**WORK TO BE COMPLETED:**
Can you reproduce the rows word for word, starting at the very beginning and ending at the line that contains "[[[58,163],[59,179],[81,179],[82,165],[77,163]]]", with both of those lines included and any pictures left out?

**LISTING:**
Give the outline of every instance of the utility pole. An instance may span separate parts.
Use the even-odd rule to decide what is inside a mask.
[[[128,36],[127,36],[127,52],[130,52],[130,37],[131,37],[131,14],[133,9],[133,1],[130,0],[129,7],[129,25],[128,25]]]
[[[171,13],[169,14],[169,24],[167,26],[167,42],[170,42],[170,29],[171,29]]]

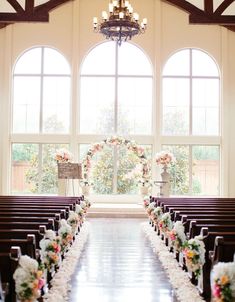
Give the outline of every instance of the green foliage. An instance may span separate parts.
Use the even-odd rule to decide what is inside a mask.
[[[189,149],[186,146],[163,146],[174,154],[176,162],[173,163],[169,172],[171,174],[171,192],[173,195],[189,194]]]
[[[37,150],[38,145],[36,144],[13,144],[12,159],[17,162],[28,162]]]

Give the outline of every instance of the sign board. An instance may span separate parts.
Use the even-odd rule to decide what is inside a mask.
[[[58,163],[59,179],[81,179],[82,165],[77,163]]]

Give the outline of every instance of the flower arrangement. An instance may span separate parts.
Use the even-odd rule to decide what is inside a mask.
[[[235,300],[235,262],[219,262],[211,272],[212,297],[214,302]]]
[[[154,224],[158,224],[162,217],[162,208],[156,207],[151,213],[151,219],[153,220]]]
[[[52,230],[47,230],[39,242],[41,261],[50,270],[53,265],[57,266],[61,260],[60,238]]]
[[[175,161],[174,155],[170,152],[161,151],[156,154],[156,163],[157,165],[168,166],[173,161]]]
[[[80,179],[79,180],[79,185],[81,187],[88,187],[88,186],[92,186],[93,185],[93,182],[92,181],[89,181],[88,179]]]
[[[71,162],[73,156],[67,149],[62,148],[56,151],[55,160],[58,163],[68,163]]]
[[[169,232],[170,241],[176,251],[181,251],[186,241],[184,226],[181,221],[176,221],[173,229]]]
[[[152,211],[155,209],[155,202],[150,202],[150,204],[148,205],[146,212],[149,215],[149,217],[151,216]]]
[[[67,223],[71,226],[73,235],[75,235],[78,230],[78,225],[80,223],[80,218],[75,211],[69,211]]]
[[[80,204],[76,205],[75,212],[78,214],[80,221],[83,222],[85,213]]]
[[[187,268],[195,273],[196,278],[201,274],[202,267],[205,263],[205,244],[202,237],[195,236],[194,238],[185,241],[183,254]]]
[[[93,144],[89,150],[87,151],[87,154],[85,158],[83,159],[83,173],[84,173],[84,179],[88,181],[90,169],[91,169],[91,160],[92,157],[99,151],[101,151],[105,145],[109,146],[120,146],[125,145],[128,150],[131,150],[136,154],[136,156],[140,159],[140,176],[143,179],[149,179],[150,178],[150,168],[149,168],[149,162],[144,154],[144,148],[137,145],[135,141],[127,140],[121,136],[111,136],[107,139],[101,141],[100,143]]]
[[[61,219],[60,221],[58,234],[61,237],[61,249],[63,252],[65,252],[73,241],[72,227],[67,223],[65,219]]]
[[[171,215],[169,212],[164,213],[161,216],[160,221],[158,222],[158,226],[159,229],[163,232],[163,233],[167,233],[172,229],[172,220],[171,220]]]
[[[27,255],[21,256],[14,272],[17,298],[22,302],[35,301],[41,297],[41,289],[45,284],[43,271],[38,262]]]
[[[143,205],[145,210],[148,208],[149,204],[150,204],[150,198],[148,196],[145,196],[143,200]]]

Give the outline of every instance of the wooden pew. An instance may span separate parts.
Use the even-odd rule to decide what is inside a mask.
[[[209,251],[209,258],[212,267],[218,262],[233,262],[235,255],[235,237],[234,241],[227,241],[223,236],[215,238],[214,249]]]
[[[211,285],[210,285],[210,272],[211,272],[211,260],[209,258],[209,251],[213,250],[215,238],[217,236],[223,236],[227,241],[234,241],[235,232],[209,232],[208,228],[202,228],[201,234],[203,242],[205,244],[205,264],[202,268],[202,273],[198,279],[198,290],[205,299],[210,299]]]
[[[36,239],[28,234],[26,239],[0,239],[2,253],[9,253],[12,246],[19,246],[23,255],[36,259]]]
[[[0,252],[0,273],[3,288],[7,288],[5,302],[16,302],[13,273],[18,265],[21,251],[19,247],[12,247],[7,253]]]
[[[234,221],[235,223],[235,221]],[[190,222],[189,232],[187,234],[187,239],[191,239],[195,236],[198,236],[201,233],[201,229],[203,227],[208,228],[209,232],[235,232],[235,224],[223,224],[221,222],[220,224],[215,223],[198,223],[197,221],[192,220]]]
[[[39,226],[39,229],[3,229],[0,230],[0,239],[26,239],[27,235],[31,234],[35,236],[36,249],[39,249],[39,242],[45,232],[44,225]]]

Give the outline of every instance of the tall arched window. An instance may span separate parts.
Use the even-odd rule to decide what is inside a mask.
[[[135,45],[123,43],[119,47],[115,42],[105,42],[93,48],[84,59],[80,75],[79,132],[83,141],[89,143],[91,135],[94,142],[100,137],[122,135],[145,145],[151,154],[152,85],[150,61]],[[88,147],[81,144],[80,154]],[[106,171],[106,180],[99,178],[100,183],[93,186],[96,193],[135,193],[136,187],[124,188],[123,177],[131,168],[125,150],[105,152],[94,163],[94,173],[96,169]],[[99,179],[94,177],[93,181]]]
[[[220,194],[220,76],[214,59],[183,49],[162,76],[162,135],[178,164],[175,194]],[[205,139],[206,137],[206,139]]]
[[[19,57],[13,72],[13,193],[57,193],[55,150],[68,147],[70,67],[49,47]],[[48,136],[50,134],[50,136]]]

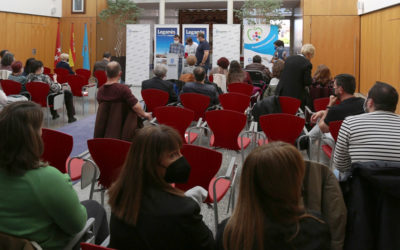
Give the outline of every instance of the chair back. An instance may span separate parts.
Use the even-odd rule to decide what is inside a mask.
[[[118,178],[131,143],[111,138],[95,138],[88,140],[87,144],[93,161],[100,169],[99,183],[109,188]]]
[[[84,76],[68,75],[67,81],[74,96],[83,96],[82,88],[87,84]]]
[[[1,88],[6,95],[18,95],[21,92],[22,85],[13,80],[1,80]]]
[[[75,73],[77,75],[84,76],[86,79],[89,79],[90,75],[92,74],[92,72],[90,72],[90,70],[87,70],[87,69],[77,69],[77,70],[75,70]]]
[[[342,126],[342,123],[343,123],[343,120],[329,122],[329,132],[331,133],[335,142],[337,141],[337,137],[339,135],[339,130],[340,130],[340,127]]]
[[[185,143],[185,132],[194,119],[194,112],[187,108],[175,106],[158,107],[154,110],[153,115],[160,124],[176,129]]]
[[[282,113],[295,115],[300,108],[301,101],[289,96],[280,96],[279,104],[281,105]]]
[[[144,89],[142,90],[142,97],[147,112],[153,112],[155,108],[167,105],[169,94],[159,89]]]
[[[107,74],[104,70],[96,70],[94,72],[94,77],[97,79],[97,88],[100,88],[107,82]]]
[[[69,71],[67,69],[64,69],[64,68],[56,68],[56,69],[54,69],[54,74],[57,74],[57,76],[69,75]]]
[[[219,102],[224,109],[244,113],[244,111],[250,105],[250,97],[240,93],[232,92],[220,95]]]
[[[189,144],[182,146],[181,153],[191,167],[190,176],[187,183],[177,183],[175,187],[186,191],[192,187],[201,186],[208,190],[210,181],[221,167],[222,153]]]
[[[48,75],[51,73],[51,69],[48,67],[43,67],[43,74]]]
[[[42,140],[44,150],[41,159],[60,170],[61,173],[66,173],[65,164],[74,144],[72,136],[56,130],[42,128]]]
[[[251,96],[253,94],[253,85],[243,82],[230,83],[228,84],[228,92],[240,93],[247,96]]]
[[[50,85],[44,82],[28,82],[25,87],[33,102],[40,104],[42,107],[47,107],[47,95],[50,91]]]
[[[199,120],[200,117],[205,118],[205,112],[211,101],[209,96],[197,93],[182,93],[179,98],[185,108],[193,110],[195,121]]]
[[[246,125],[246,115],[232,110],[213,110],[206,121],[214,134],[214,147],[240,150],[238,136]]]
[[[305,119],[291,114],[260,116],[260,126],[268,141],[296,142],[304,128]]]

**OUTPUT FOR THIS TASK:**
Give the outline of every instance of the utility pole. An instance may span separate parts.
Use the even-odd rule to decide what is inside a mask.
[[[128,36],[127,36],[127,52],[130,52],[130,37],[131,37],[131,14],[133,9],[133,1],[130,0],[129,7],[129,25],[128,25]]]
[[[171,13],[169,14],[169,24],[167,26],[167,42],[170,42],[170,29],[171,29]]]

Give the outline of every instance of the green foliage. An instance may span separate parts.
Use the even-odd rule to decide what is inside a mask.
[[[189,149],[186,146],[163,146],[174,154],[176,162],[173,163],[169,172],[171,174],[171,192],[173,195],[189,194]]]
[[[37,150],[38,145],[36,144],[13,144],[12,159],[17,162],[28,162]]]

Give the outline of every instance of the sign board. An instance may span separate parts.
Use the even-odd rule to decide what is inside a mask.
[[[58,163],[59,179],[81,179],[82,165],[77,163]]]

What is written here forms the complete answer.